▶ **ASSIGNMENT**:
Would you retype the records below exactly as they appear?

(EXTRACTED DATA begins)

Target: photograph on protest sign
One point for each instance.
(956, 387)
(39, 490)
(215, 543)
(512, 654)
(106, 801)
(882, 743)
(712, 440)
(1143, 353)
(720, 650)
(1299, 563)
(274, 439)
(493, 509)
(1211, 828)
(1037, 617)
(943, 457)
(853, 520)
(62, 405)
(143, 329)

(EXTRACTED DATA ends)

▶ **REPLY**:
Target: photograph on protest sign
One point for each instance.
(956, 387)
(39, 490)
(215, 543)
(512, 654)
(106, 801)
(882, 743)
(712, 440)
(1143, 353)
(720, 650)
(1299, 563)
(274, 439)
(493, 509)
(1211, 828)
(1037, 617)
(943, 457)
(853, 520)
(62, 405)
(143, 329)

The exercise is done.